Reproduce the material below word for word, omitting the pictures.

===== Input =====

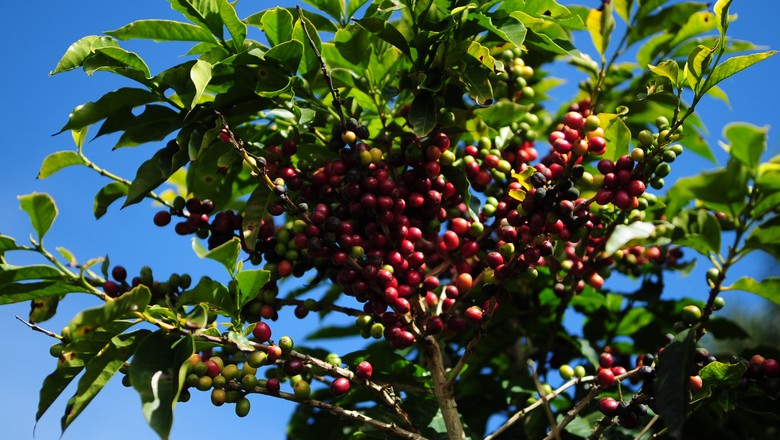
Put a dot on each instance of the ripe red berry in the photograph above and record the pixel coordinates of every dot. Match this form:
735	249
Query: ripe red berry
606	360
364	370
608	406
339	387
262	331
605	378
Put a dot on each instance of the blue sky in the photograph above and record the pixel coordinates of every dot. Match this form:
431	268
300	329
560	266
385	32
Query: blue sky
35	35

=====

Written response:
Put a dot on each instance of the ripe red berry in the photograph above and record the pixel coordinates of every dot. Match this form:
735	249
Query: ripe red berry
606	360
364	370
608	406
339	387
262	331
605	378
Put a dot on each instance of the blue sky in the photograph above and record the pixel coordinates of every dot. Match this form:
431	268
300	329
560	266
385	32
Query: blue sky
35	35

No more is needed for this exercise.